■ Task requirements: Please set out the lines below as a numbered list, omitting any blank lines.

■ Records supplied:
-=-=-=-=-
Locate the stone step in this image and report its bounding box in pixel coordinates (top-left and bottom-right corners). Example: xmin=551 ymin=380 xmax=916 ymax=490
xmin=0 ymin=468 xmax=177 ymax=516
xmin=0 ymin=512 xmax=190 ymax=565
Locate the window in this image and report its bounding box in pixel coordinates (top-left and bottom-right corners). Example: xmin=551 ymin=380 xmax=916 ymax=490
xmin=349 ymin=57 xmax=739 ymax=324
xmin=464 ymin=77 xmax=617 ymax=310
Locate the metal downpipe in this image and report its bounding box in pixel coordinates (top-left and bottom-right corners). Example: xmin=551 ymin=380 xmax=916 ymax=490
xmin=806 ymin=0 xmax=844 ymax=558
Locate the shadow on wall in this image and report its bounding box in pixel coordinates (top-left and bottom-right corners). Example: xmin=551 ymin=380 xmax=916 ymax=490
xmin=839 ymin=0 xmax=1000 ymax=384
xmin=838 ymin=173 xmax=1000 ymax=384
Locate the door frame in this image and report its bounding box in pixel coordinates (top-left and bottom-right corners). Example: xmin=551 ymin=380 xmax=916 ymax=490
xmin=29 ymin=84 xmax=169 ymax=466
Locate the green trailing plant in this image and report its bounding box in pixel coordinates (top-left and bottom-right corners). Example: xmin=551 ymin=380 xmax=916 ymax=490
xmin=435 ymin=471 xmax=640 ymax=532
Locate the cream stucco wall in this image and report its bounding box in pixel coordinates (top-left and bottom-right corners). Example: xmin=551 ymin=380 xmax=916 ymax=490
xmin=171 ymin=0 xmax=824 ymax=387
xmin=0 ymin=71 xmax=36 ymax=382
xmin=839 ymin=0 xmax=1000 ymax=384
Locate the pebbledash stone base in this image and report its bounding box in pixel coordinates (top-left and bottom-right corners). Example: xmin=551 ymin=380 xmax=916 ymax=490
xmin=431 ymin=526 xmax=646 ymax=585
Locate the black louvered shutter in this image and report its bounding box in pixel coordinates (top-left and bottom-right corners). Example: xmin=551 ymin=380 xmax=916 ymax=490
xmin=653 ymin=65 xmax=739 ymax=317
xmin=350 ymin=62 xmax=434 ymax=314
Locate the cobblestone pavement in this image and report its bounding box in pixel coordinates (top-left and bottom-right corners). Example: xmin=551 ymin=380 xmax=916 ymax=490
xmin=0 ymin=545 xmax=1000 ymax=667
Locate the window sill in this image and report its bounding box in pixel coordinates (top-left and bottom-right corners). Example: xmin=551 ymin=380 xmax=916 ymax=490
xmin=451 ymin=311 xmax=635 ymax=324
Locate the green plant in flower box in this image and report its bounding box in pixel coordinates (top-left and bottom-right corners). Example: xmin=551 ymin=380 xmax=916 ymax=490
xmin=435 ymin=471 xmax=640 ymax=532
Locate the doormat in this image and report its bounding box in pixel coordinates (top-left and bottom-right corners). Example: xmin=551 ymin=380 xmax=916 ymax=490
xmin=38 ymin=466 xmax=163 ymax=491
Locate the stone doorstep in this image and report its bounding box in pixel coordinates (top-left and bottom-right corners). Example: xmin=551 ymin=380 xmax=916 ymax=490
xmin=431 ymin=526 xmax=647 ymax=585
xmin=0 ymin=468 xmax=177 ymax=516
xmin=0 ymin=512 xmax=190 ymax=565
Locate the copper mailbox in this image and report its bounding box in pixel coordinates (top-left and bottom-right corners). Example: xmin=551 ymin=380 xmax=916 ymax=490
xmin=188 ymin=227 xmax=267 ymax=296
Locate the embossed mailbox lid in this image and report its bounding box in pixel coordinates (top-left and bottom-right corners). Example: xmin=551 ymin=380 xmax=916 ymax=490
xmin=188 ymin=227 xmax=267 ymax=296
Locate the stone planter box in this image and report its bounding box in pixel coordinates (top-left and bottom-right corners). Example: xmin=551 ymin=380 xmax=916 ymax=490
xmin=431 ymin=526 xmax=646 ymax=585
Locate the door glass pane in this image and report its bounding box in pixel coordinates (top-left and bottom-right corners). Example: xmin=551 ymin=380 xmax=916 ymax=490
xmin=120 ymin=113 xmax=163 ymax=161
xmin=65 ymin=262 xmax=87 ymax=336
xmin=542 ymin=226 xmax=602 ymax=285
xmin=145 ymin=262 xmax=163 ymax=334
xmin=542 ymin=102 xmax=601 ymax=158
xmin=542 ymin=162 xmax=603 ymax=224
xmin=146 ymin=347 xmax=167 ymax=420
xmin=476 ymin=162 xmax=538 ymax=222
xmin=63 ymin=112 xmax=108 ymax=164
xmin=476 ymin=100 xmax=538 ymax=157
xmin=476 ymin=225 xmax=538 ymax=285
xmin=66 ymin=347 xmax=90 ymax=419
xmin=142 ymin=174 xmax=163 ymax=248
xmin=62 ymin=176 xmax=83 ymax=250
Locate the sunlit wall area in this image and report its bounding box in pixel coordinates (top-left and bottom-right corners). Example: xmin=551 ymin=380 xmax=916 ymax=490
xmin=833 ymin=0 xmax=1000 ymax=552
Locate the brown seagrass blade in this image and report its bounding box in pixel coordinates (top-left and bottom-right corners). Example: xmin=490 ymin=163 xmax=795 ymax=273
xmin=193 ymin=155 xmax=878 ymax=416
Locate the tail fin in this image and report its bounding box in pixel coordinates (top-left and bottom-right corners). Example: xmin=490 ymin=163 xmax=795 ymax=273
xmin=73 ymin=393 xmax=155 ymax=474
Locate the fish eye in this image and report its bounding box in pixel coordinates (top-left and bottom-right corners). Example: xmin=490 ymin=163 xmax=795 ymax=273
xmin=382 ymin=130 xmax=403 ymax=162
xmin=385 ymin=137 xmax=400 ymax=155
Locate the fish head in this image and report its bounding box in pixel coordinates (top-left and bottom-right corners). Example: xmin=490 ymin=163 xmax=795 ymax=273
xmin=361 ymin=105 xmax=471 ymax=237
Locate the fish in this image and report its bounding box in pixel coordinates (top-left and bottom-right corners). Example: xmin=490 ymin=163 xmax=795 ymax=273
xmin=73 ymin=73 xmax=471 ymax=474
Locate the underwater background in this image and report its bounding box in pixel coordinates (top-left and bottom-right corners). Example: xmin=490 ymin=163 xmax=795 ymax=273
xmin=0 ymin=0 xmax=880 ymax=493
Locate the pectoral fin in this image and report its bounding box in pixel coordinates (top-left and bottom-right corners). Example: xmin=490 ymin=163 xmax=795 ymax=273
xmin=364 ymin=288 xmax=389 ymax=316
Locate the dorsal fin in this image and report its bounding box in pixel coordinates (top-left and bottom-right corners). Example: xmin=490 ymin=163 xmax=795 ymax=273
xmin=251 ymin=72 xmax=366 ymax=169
-=-=-=-=-
■ Expected answer:
1. Locate the stone step in this image and report its bounding box in pixel coordinates (top-left and bottom-right corners). Example: xmin=551 ymin=380 xmax=916 ymax=490
2. xmin=0 ymin=468 xmax=177 ymax=516
3. xmin=0 ymin=512 xmax=190 ymax=565
4. Locate the window in this image and report its bounding box in pixel coordinates (top-left and bottom-right corners). Example: xmin=551 ymin=380 xmax=916 ymax=490
5. xmin=349 ymin=57 xmax=739 ymax=324
6. xmin=464 ymin=77 xmax=617 ymax=310
7. Locate the metal downpipe in this image and report its bounding box in pixel coordinates (top-left and bottom-right corners). Example: xmin=551 ymin=380 xmax=916 ymax=490
8. xmin=806 ymin=0 xmax=844 ymax=558
9. Locate the shadow on wall in this image and report its bounding box in pixel coordinates (top-left and bottom-right corners). Example: xmin=551 ymin=380 xmax=916 ymax=490
10. xmin=839 ymin=0 xmax=1000 ymax=384
11. xmin=838 ymin=173 xmax=1000 ymax=384
12. Locate the door frame in this image and report its bounding box in pixel coordinates (top-left and bottom-right corners). Example: xmin=551 ymin=380 xmax=916 ymax=490
13. xmin=29 ymin=84 xmax=169 ymax=466
14. Locate the green trailing plant in this image and report its bounding box in pixel coordinates (top-left and bottom-right corners). Example: xmin=551 ymin=380 xmax=916 ymax=490
15. xmin=435 ymin=471 xmax=640 ymax=532
16. Locate the cream stucco wall in this image and report its bounding box in pixel coordinates (top-left and bottom-right corners). Example: xmin=551 ymin=380 xmax=916 ymax=490
17. xmin=171 ymin=0 xmax=824 ymax=387
18. xmin=0 ymin=71 xmax=36 ymax=382
19. xmin=839 ymin=0 xmax=1000 ymax=384
20. Locate the pebbledash stone base in this image and report its bounding box in pixel coordinates (top-left and bottom-right corners). Example: xmin=551 ymin=380 xmax=916 ymax=490
21. xmin=431 ymin=526 xmax=646 ymax=585
22. Locate the black louvered shutter in this image and report its bounding box in pixel coordinates (top-left and bottom-right corners). Example: xmin=551 ymin=380 xmax=916 ymax=490
23. xmin=653 ymin=65 xmax=739 ymax=317
24. xmin=350 ymin=62 xmax=434 ymax=314
25. Locate the cobblestone pavement in this image and report its bounding box in pixel coordinates (top-left and bottom-right corners). Example: xmin=551 ymin=380 xmax=916 ymax=490
26. xmin=0 ymin=545 xmax=1000 ymax=667
27. Locate the window sill in this image and report its bounding box in pixel coordinates (top-left and bottom-right corners). Example: xmin=551 ymin=380 xmax=916 ymax=490
28. xmin=451 ymin=311 xmax=635 ymax=324
29. Locate the green plant in flower box in this image and report its bounding box in pixel coordinates (top-left and bottom-right corners). Example: xmin=551 ymin=380 xmax=916 ymax=490
30. xmin=435 ymin=471 xmax=640 ymax=532
31. Locate the doormat in this image and report its bounding box in pixel coordinates (top-left and bottom-right corners). Example: xmin=551 ymin=380 xmax=916 ymax=490
32. xmin=38 ymin=466 xmax=163 ymax=491
33. Locate the stone doorstep in this image and report its bounding box in pixel coordinates (top-left and bottom-right corners). Example: xmin=551 ymin=380 xmax=916 ymax=490
34. xmin=431 ymin=526 xmax=647 ymax=585
35. xmin=0 ymin=468 xmax=177 ymax=516
36. xmin=0 ymin=512 xmax=190 ymax=565
37. Locate the copper mailbox in this image and report its bounding box in pixel coordinates (top-left and bottom-right corners). Example: xmin=551 ymin=380 xmax=916 ymax=490
38. xmin=188 ymin=227 xmax=267 ymax=296
39. Locate the embossed mailbox lid in this image and report its bounding box in pixel coordinates (top-left and bottom-right corners). Example: xmin=551 ymin=380 xmax=916 ymax=490
40. xmin=188 ymin=227 xmax=267 ymax=296
41. Locate the stone planter box in this image and report its bounding box in pixel coordinates (top-left and bottom-right corners). Example: xmin=551 ymin=380 xmax=916 ymax=490
42. xmin=431 ymin=526 xmax=646 ymax=585
43. Locate the door glass pane in this image and report its bounding box in pixel coordinates (top-left and bottom-right corners). Example: xmin=551 ymin=380 xmax=916 ymax=490
44. xmin=120 ymin=113 xmax=163 ymax=161
45. xmin=65 ymin=262 xmax=87 ymax=336
46. xmin=542 ymin=226 xmax=602 ymax=285
47. xmin=145 ymin=262 xmax=163 ymax=334
48. xmin=542 ymin=102 xmax=601 ymax=158
49. xmin=542 ymin=162 xmax=603 ymax=224
50. xmin=146 ymin=347 xmax=167 ymax=420
51. xmin=476 ymin=162 xmax=538 ymax=222
52. xmin=63 ymin=112 xmax=108 ymax=164
53. xmin=476 ymin=100 xmax=538 ymax=157
54. xmin=476 ymin=225 xmax=538 ymax=285
55. xmin=66 ymin=347 xmax=90 ymax=419
56. xmin=142 ymin=174 xmax=163 ymax=248
57. xmin=62 ymin=176 xmax=83 ymax=250
58. Locate the sunlit wall area in this image and report its bounding box in pixel coordinates (top-left and bottom-right corners). Example: xmin=551 ymin=380 xmax=916 ymax=490
59. xmin=833 ymin=0 xmax=1000 ymax=552
60. Locate the brown seagrass blade in this image and report its bounding box in pixel coordinates (top-left and bottom-right corners). Example: xmin=490 ymin=163 xmax=795 ymax=273
61. xmin=193 ymin=155 xmax=878 ymax=416
62. Locate the tail fin in this image and report its bounding box in pixel coordinates (top-left and bottom-right corners). Example: xmin=490 ymin=163 xmax=795 ymax=273
63. xmin=73 ymin=393 xmax=155 ymax=474
64. Locate the fish eye in this image and report its bounding box in pixel coordinates (top-left and bottom-right corners). Example: xmin=490 ymin=163 xmax=795 ymax=273
65. xmin=382 ymin=130 xmax=403 ymax=162
66. xmin=385 ymin=137 xmax=400 ymax=155
67. Locate the fish head in this image and report its bounding box in pixel coordinates (top-left and bottom-right corners). Example: xmin=490 ymin=163 xmax=795 ymax=273
68. xmin=361 ymin=105 xmax=471 ymax=237
69. Locate the fish in this image and report its bounding box in pixel coordinates (top-left and bottom-right corners). Example: xmin=490 ymin=163 xmax=795 ymax=273
70. xmin=73 ymin=73 xmax=471 ymax=474
71. Locate the underwater background in this image and report its bounding box in pixel coordinates (top-left and bottom-right corners). Example: xmin=490 ymin=163 xmax=795 ymax=273
72. xmin=0 ymin=0 xmax=880 ymax=493
73. Locate the pectoral fin in this image and report its bounding box in pixel coordinates (top-left and bottom-right corners). Example: xmin=490 ymin=163 xmax=795 ymax=273
74. xmin=364 ymin=288 xmax=389 ymax=316
75. Locate the dorsal fin in this image and report its bounding box in pixel coordinates (top-left and bottom-right corners). Example: xmin=490 ymin=163 xmax=795 ymax=273
76. xmin=251 ymin=72 xmax=366 ymax=169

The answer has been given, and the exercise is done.